*Task*
Take each line of the records below that contains the string "covered" and copy it.

Source data Start Marker

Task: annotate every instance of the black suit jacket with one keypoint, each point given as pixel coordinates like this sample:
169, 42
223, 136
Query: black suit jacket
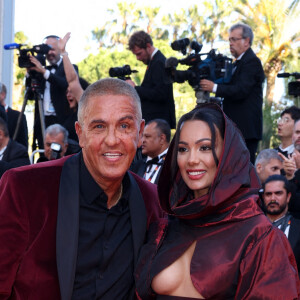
156, 92
12, 119
294, 239
243, 96
15, 155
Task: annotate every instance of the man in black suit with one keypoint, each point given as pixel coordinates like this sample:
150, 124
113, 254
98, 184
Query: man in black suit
155, 144
12, 154
12, 119
243, 95
276, 196
55, 104
156, 92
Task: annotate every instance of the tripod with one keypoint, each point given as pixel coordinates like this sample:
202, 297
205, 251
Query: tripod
34, 91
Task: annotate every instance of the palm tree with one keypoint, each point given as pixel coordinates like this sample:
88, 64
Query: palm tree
276, 27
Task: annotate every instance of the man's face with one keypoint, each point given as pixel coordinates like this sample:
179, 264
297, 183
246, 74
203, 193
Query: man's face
285, 126
152, 141
296, 136
237, 43
141, 54
71, 99
53, 55
276, 198
59, 139
266, 170
109, 135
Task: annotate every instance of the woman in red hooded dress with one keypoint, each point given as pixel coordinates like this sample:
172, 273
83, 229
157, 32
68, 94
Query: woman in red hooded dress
216, 243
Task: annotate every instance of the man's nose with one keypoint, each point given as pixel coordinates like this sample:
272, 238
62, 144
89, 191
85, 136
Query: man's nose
111, 137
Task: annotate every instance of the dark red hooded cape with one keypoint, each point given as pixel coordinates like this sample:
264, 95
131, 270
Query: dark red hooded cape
239, 254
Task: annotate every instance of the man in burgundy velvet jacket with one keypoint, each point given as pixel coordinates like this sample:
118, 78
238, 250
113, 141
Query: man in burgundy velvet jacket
72, 228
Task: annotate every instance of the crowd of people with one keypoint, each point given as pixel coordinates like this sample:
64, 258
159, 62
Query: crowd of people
132, 214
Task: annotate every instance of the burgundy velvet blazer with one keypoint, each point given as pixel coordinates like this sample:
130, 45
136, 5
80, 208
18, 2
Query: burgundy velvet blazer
39, 223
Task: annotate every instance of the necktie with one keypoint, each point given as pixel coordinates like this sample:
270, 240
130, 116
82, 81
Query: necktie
283, 222
235, 64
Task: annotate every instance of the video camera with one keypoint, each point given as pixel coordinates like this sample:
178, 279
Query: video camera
23, 60
122, 73
215, 67
293, 86
55, 151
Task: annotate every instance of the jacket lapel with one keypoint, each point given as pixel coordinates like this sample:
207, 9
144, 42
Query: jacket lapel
138, 217
68, 226
293, 233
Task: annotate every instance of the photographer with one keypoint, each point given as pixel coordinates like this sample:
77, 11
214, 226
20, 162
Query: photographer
12, 119
12, 154
156, 95
243, 95
55, 142
55, 104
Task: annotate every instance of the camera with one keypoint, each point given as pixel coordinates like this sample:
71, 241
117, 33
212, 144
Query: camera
55, 151
293, 86
215, 67
122, 73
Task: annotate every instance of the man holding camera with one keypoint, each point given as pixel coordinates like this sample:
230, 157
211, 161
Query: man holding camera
55, 142
55, 104
243, 95
156, 90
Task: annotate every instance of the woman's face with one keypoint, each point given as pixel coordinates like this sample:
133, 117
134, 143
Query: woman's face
195, 157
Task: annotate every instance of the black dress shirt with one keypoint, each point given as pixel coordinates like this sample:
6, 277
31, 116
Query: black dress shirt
104, 268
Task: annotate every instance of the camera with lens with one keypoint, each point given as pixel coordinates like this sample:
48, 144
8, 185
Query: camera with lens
293, 86
55, 151
215, 67
40, 50
122, 73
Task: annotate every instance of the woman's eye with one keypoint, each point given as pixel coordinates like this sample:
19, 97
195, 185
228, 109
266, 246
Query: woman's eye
182, 149
205, 148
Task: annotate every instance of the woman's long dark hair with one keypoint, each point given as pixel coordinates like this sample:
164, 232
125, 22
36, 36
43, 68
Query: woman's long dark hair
213, 118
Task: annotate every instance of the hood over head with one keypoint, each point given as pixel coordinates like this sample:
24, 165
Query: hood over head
234, 183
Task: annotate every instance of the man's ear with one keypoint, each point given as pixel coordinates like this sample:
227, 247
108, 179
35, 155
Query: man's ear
78, 129
141, 131
258, 168
289, 195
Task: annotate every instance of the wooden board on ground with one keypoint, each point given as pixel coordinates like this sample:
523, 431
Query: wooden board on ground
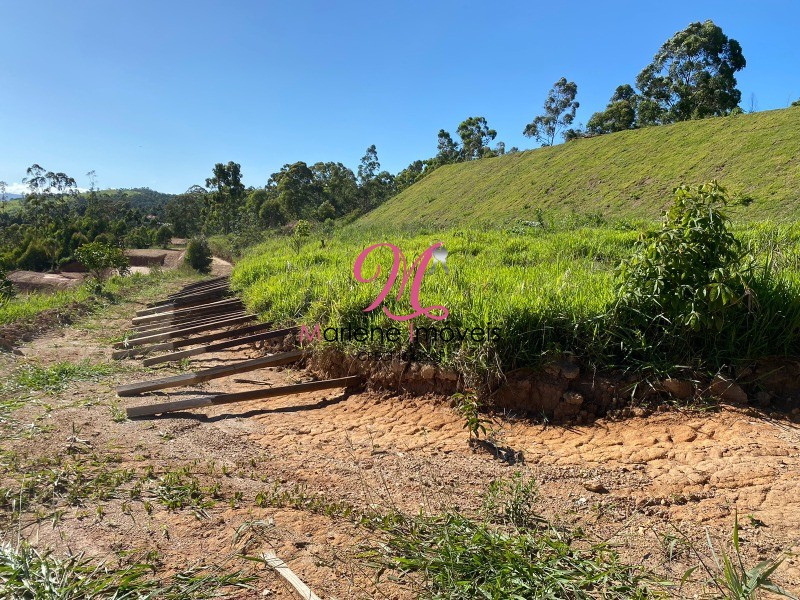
143, 330
248, 339
134, 389
160, 337
284, 390
201, 339
203, 308
282, 569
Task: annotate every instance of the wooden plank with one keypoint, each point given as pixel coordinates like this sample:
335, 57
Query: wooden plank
281, 568
134, 389
160, 337
203, 401
215, 305
154, 310
186, 319
191, 298
249, 339
201, 339
204, 282
183, 323
200, 290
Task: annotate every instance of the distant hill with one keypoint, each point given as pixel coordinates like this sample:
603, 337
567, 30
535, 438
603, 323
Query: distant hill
622, 175
145, 199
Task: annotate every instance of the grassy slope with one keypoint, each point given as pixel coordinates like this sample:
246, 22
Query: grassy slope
624, 175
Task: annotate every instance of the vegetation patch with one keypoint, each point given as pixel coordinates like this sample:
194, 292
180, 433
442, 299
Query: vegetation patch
57, 377
26, 572
693, 292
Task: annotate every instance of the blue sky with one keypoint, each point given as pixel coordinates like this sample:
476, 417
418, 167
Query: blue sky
153, 93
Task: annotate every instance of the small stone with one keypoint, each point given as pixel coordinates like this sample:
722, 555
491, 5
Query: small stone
726, 389
680, 388
570, 371
595, 486
763, 398
448, 374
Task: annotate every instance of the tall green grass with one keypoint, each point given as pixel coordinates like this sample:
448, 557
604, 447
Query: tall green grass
535, 286
24, 307
547, 290
629, 174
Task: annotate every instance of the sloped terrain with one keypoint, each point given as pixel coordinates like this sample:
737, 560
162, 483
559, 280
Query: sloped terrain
622, 175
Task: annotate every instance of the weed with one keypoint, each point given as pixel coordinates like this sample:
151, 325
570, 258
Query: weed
510, 502
732, 579
25, 572
57, 377
468, 406
180, 489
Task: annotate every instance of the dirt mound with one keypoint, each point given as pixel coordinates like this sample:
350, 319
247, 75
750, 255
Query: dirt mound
31, 281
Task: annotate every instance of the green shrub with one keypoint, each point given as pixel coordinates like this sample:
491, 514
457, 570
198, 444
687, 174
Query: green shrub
301, 232
139, 237
99, 258
198, 255
692, 293
6, 287
163, 236
35, 258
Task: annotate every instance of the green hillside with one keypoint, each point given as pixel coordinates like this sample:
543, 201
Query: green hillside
622, 175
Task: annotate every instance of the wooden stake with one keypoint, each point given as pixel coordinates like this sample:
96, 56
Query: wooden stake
280, 567
258, 337
142, 330
160, 337
134, 389
195, 310
201, 339
203, 401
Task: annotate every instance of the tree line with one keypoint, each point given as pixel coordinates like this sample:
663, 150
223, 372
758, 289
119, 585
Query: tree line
691, 76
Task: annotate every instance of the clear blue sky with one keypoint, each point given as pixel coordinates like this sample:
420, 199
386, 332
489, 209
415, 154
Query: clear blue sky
153, 93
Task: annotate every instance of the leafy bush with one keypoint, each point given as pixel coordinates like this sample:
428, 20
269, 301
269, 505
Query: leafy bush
6, 287
35, 258
139, 237
198, 255
301, 232
687, 292
99, 258
163, 236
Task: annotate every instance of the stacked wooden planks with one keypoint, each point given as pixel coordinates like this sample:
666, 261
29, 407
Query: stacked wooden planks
208, 307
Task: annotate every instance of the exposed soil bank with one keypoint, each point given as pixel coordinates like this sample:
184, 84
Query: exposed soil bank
566, 392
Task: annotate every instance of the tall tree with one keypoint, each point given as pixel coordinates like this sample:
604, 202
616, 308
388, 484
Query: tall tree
338, 185
619, 115
227, 194
369, 166
559, 113
692, 76
475, 138
298, 193
447, 150
375, 185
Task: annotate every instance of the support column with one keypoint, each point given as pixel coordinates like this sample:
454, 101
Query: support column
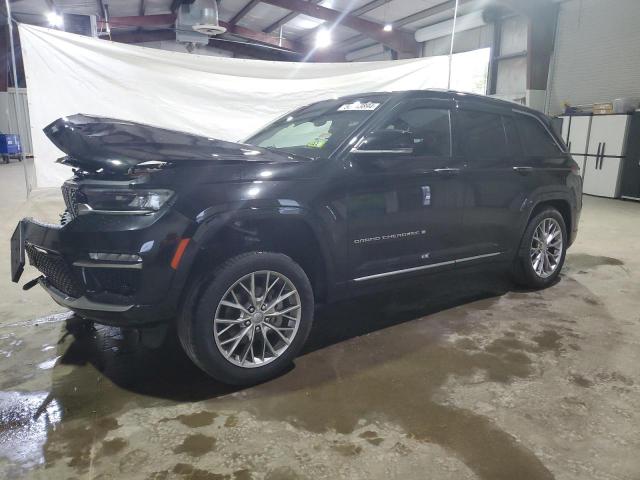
540, 44
4, 59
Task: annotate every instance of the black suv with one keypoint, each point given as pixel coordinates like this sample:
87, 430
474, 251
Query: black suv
239, 241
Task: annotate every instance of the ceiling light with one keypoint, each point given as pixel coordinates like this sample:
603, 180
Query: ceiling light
323, 38
54, 19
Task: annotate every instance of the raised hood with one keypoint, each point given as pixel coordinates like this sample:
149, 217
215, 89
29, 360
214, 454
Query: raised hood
93, 143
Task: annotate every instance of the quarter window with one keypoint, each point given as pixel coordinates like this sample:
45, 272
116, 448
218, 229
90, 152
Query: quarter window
536, 140
430, 128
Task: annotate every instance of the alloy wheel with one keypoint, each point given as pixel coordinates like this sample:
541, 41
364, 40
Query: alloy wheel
257, 319
546, 247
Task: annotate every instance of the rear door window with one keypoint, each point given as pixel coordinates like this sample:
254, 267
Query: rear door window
536, 140
481, 137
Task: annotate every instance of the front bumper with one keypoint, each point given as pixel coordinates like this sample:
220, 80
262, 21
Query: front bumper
119, 293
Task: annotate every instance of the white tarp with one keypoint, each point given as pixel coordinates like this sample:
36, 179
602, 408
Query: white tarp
218, 97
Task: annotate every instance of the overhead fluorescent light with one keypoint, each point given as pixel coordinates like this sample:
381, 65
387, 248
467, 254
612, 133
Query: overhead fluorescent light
323, 38
54, 19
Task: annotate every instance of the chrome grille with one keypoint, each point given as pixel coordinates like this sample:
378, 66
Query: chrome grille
69, 192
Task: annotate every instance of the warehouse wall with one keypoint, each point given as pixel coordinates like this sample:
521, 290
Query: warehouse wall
512, 73
596, 53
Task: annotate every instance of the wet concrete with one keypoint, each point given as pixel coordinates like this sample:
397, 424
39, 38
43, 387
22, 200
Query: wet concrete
457, 377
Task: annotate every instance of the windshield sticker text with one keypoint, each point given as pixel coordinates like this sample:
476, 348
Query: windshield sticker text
358, 107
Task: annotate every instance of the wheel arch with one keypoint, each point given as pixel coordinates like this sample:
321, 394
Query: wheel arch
558, 200
292, 233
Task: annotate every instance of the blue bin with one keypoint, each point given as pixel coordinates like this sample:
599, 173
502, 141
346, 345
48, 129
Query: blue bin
10, 146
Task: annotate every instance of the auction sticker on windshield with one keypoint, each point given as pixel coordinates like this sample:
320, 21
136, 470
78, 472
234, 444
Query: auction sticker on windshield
358, 107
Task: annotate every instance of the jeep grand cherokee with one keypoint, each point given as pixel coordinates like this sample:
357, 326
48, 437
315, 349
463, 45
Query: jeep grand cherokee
236, 242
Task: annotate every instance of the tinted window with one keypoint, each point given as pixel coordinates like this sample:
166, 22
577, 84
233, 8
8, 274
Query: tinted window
536, 140
430, 128
513, 138
481, 135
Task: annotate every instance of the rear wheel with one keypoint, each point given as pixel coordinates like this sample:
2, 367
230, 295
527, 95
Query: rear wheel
250, 318
543, 249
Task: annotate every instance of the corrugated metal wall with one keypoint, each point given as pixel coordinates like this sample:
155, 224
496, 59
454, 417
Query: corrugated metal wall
596, 54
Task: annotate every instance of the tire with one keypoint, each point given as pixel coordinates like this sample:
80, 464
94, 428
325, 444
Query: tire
208, 345
526, 271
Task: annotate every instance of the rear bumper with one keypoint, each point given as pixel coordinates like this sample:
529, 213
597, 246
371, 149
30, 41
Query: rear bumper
121, 293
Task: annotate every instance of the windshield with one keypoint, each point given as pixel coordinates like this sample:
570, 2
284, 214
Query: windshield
317, 130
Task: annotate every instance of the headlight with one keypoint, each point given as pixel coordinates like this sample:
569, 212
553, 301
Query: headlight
121, 201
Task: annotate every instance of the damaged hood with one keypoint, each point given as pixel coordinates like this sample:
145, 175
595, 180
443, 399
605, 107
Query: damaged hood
93, 143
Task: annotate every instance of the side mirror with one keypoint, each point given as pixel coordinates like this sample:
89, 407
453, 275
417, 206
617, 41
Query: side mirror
399, 142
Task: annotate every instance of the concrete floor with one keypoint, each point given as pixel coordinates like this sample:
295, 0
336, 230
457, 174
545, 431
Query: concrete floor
459, 378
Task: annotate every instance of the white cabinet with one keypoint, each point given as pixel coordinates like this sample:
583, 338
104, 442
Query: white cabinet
603, 168
598, 144
578, 138
602, 176
608, 132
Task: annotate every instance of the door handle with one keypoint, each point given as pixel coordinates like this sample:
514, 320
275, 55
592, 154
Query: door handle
523, 170
448, 172
604, 145
598, 156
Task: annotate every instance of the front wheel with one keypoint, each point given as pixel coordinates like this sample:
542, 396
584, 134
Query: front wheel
249, 319
542, 251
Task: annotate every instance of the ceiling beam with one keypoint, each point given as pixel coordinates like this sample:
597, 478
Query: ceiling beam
263, 37
527, 7
168, 20
449, 5
396, 40
139, 21
286, 19
244, 11
175, 5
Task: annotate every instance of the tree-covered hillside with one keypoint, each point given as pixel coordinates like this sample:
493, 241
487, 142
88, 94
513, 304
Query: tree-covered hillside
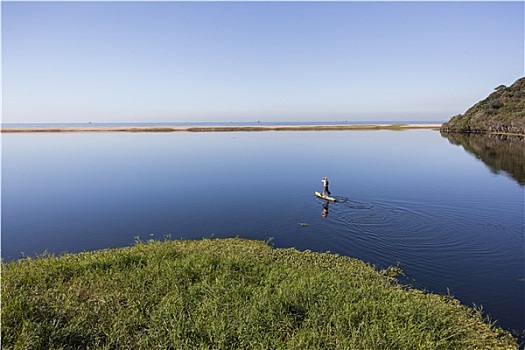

Source data End Marker

*Answer section*
Task: annotate every instance of the tree-covered hillside with one keypoint, each point given as pixel coordinates like this sample:
Query: tree-covered hillside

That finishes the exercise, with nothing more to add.